**Exercise goal**
Set every entry down again exactly, excluding any pictures.

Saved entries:
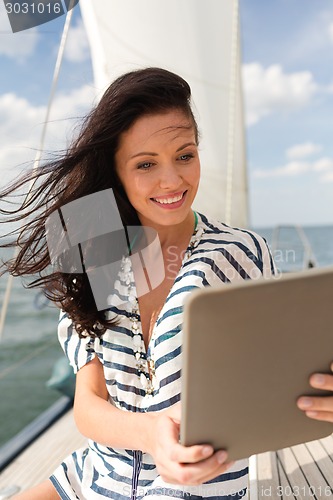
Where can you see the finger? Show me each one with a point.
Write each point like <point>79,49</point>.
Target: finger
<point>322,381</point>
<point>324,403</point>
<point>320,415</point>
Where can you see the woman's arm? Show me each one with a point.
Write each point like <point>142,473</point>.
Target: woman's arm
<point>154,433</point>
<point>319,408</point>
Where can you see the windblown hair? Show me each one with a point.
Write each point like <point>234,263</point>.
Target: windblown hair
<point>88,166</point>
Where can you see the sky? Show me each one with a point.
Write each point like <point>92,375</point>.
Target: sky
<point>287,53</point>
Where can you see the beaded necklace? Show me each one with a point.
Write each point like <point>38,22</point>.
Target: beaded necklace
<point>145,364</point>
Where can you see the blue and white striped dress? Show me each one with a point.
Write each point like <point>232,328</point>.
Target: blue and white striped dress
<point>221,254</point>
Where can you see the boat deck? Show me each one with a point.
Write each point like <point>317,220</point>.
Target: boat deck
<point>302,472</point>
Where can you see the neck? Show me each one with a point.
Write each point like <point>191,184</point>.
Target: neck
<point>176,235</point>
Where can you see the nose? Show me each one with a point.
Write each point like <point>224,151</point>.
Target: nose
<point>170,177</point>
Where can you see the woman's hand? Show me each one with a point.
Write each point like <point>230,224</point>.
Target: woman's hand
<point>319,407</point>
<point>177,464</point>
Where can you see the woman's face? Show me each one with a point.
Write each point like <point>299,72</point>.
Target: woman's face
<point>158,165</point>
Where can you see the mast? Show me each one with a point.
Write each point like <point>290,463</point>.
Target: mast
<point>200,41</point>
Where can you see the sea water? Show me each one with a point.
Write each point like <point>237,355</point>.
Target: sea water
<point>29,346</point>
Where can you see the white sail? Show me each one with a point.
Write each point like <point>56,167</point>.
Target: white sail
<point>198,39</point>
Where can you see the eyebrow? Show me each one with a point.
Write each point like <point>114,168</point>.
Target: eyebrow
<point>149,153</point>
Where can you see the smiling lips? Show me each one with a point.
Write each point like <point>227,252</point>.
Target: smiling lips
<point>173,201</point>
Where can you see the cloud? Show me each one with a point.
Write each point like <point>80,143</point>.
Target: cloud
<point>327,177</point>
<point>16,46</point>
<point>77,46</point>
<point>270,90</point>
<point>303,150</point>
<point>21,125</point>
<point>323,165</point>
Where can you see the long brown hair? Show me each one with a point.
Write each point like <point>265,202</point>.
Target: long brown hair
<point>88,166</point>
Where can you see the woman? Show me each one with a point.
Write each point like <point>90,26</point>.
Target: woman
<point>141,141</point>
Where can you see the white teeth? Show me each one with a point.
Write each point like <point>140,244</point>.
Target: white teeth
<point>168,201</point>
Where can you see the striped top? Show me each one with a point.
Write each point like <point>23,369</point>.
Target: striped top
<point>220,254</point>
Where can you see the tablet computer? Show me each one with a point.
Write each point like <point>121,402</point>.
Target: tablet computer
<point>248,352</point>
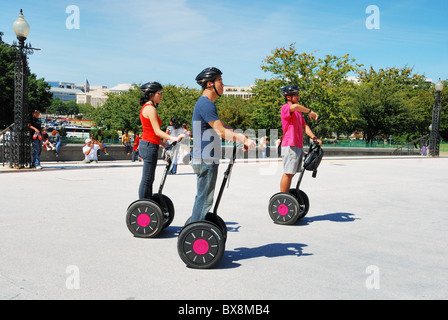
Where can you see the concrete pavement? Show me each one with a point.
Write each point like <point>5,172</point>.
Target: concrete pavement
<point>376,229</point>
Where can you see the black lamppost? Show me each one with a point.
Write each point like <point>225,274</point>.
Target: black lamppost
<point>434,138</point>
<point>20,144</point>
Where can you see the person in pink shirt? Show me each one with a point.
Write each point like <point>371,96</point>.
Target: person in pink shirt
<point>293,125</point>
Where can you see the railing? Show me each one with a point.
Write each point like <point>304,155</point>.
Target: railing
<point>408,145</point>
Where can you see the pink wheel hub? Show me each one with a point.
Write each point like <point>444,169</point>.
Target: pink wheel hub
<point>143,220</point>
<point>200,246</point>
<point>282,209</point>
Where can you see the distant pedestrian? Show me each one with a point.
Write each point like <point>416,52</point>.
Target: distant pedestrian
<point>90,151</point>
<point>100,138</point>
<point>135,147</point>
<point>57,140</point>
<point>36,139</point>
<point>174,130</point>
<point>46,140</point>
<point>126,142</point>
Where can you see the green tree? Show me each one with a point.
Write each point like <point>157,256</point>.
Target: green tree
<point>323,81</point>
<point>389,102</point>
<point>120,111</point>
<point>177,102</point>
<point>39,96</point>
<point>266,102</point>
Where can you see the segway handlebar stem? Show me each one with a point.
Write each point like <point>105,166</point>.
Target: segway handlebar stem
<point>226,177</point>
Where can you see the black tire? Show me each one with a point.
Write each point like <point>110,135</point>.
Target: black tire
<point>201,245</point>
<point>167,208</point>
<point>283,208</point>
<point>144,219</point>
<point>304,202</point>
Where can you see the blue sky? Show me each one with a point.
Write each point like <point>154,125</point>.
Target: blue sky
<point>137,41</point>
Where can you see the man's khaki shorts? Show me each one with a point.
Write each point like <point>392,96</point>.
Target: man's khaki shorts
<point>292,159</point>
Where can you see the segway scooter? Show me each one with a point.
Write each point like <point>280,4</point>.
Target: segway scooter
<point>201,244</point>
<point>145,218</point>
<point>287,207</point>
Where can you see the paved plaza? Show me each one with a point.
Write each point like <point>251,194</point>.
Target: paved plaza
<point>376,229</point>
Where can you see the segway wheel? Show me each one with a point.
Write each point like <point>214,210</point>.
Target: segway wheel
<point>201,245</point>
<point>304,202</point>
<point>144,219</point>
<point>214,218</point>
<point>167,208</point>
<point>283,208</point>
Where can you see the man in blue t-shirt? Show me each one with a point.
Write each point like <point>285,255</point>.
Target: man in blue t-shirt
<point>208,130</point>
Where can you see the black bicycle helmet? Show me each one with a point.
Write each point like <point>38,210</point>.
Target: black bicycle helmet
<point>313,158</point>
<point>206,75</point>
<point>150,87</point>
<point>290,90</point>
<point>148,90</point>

**Task output**
Where can you see the finger? Show me each one with a point.
Write each point like <point>79,49</point>.
Target: finger
<point>322,381</point>
<point>324,403</point>
<point>320,415</point>
Where can you see the woman's arm? Show me each one with a point.
Write each point like <point>142,473</point>.
Target: woman's arm
<point>154,433</point>
<point>319,408</point>
Where can you see the windblown hair? Show me each one with a point.
Write each point like <point>234,263</point>.
Target: windblown hair
<point>88,166</point>
Where can you see the sky? Show me each one with a point.
Write each point like <point>92,375</point>.
Target: sky
<point>287,53</point>
Where can you see the beaded necklace? Show me each one with a point.
Write each point like <point>38,22</point>.
Target: beaded necklace
<point>145,364</point>
Where can you see the blue and white striped dress? Show me each one with a point.
Write each point like <point>232,328</point>.
Target: blue and white striped dress
<point>221,254</point>
Where can you see the boat deck? Show me each one with a point.
Write each point like <point>317,220</point>.
Target: boat deck
<point>302,472</point>
Where can you see the neck? Show me each one with a point.
Write each point like <point>191,184</point>.
Target: neck
<point>176,235</point>
Where can you see the nose? Show me each one with a point.
Write each point like <point>224,151</point>.
Target: nose
<point>170,177</point>
Where can you see the woman's hand? Show me each one with a point.
Write each point like <point>230,224</point>.
Target: woman's hand
<point>319,407</point>
<point>177,464</point>
Where can you see the woman's face? Show me each one with a point.
Write each point like <point>299,72</point>.
Target: woman's face
<point>158,165</point>
Where can you see the mast? Show me each one with a point.
Write each point like <point>290,463</point>.
Target: mast
<point>200,41</point>
Where can you see the sea water? Show me each one with a point.
Write each point like <point>237,355</point>.
Target: sea water
<point>29,346</point>
Where can you see the white sail? Show me each one with a point.
Write each point like <point>56,167</point>.
Target: white sail
<point>198,39</point>
Where can you see the eyebrow? Show me each one with a point.
Write each point like <point>114,168</point>.
Target: eyebrow
<point>149,153</point>
Where can you see the smiling lips? Show me each one with a point.
Write each point like <point>227,252</point>.
Target: smiling lips
<point>173,201</point>
Where can you see the cloud? Show me each one with a point.
Write each point like <point>80,143</point>.
Target: cloud
<point>327,177</point>
<point>16,46</point>
<point>77,46</point>
<point>270,90</point>
<point>303,150</point>
<point>21,125</point>
<point>323,165</point>
Where can you see the long brown hair? Show me each one with a point.
Write each point like <point>265,202</point>.
Target: long brown hair
<point>88,166</point>
Where can you see the woman? Show me each one with a point.
Write each point like <point>90,26</point>.
Target: woman
<point>141,141</point>
Where can you see the white teeth? Show me each one with a point.
Write each point like <point>140,244</point>.
Target: white teeth
<point>168,201</point>
Where can you see the striped top? Show me each one with a point.
Write each point like <point>23,369</point>.
Target: striped top
<point>220,254</point>
Where can you see the tablet computer? Show me each one with a point.
Write each point like <point>121,402</point>.
Target: tablet computer
<point>248,352</point>
Where can you see the concrete pavement? Show me each one with a point.
Write each point like <point>5,172</point>.
Target: concrete pavement
<point>376,229</point>
Where can you see the black lamppost? Show me each one with a point.
Write each point like <point>225,274</point>.
Target: black lamppost
<point>434,138</point>
<point>20,144</point>
Where can you see the person in pink shirt? Show me each one with a point.
Write each point like <point>371,96</point>.
Target: person in pink shirt
<point>293,125</point>
Where can you see the railing? Show me each one with a point.
Write each point like <point>304,155</point>.
Target: railing
<point>408,145</point>
Where can you see the pink wheel hub? Show me each one with a point.
Write each point like <point>444,169</point>.
Target: pink wheel hub
<point>143,220</point>
<point>200,246</point>
<point>282,209</point>
Where can you see the distant pedestrian? Show me each one with a point.
Write each point like <point>416,52</point>.
Target: distant pedestrian
<point>90,151</point>
<point>100,138</point>
<point>135,147</point>
<point>57,140</point>
<point>36,139</point>
<point>174,130</point>
<point>46,140</point>
<point>126,142</point>
Where can you see the green tree? Show me each one with a point.
Write each point like <point>157,256</point>.
Target: green tree
<point>323,81</point>
<point>389,102</point>
<point>120,111</point>
<point>177,102</point>
<point>39,96</point>
<point>266,102</point>
Where can you see the segway handlebar stem? Show me each one with a point.
Write each point like <point>105,166</point>.
Target: segway handlebar stem
<point>226,177</point>
Where can you see the black tire? Show me each one with a point.
Write each point like <point>110,135</point>.
Target: black tire
<point>201,245</point>
<point>167,208</point>
<point>283,208</point>
<point>144,219</point>
<point>304,202</point>
Where can you see the blue sky? Show me each one with a point.
Write each point like <point>154,125</point>.
Target: blue sky
<point>137,41</point>
Where can you see the man's khaki shorts? Show me each one with a point.
Write each point like <point>392,96</point>.
Target: man's khaki shorts
<point>292,159</point>
Where can you see the segway scooter? Show me each one with a point.
Write each point like <point>280,4</point>.
Target: segway scooter
<point>201,244</point>
<point>145,218</point>
<point>287,207</point>
Where can you see the paved plaza? Show me each one with a point.
Write each point like <point>251,194</point>.
Target: paved plaza
<point>376,229</point>
Where can you see the segway wheel? Show me each one with a point.
Write each point like <point>214,210</point>.
Target: segway wheel
<point>201,245</point>
<point>304,202</point>
<point>144,219</point>
<point>214,218</point>
<point>167,208</point>
<point>283,208</point>
Where can you see the man in blue t-shirt? Show me each one with a point.
Write each point like <point>285,255</point>.
Target: man in blue t-shirt
<point>208,130</point>
Where can you see the black bicycle helmet? Show me each one with a point.
Write each point like <point>38,210</point>.
Target: black bicycle helmet
<point>313,158</point>
<point>206,75</point>
<point>150,87</point>
<point>290,90</point>
<point>148,90</point>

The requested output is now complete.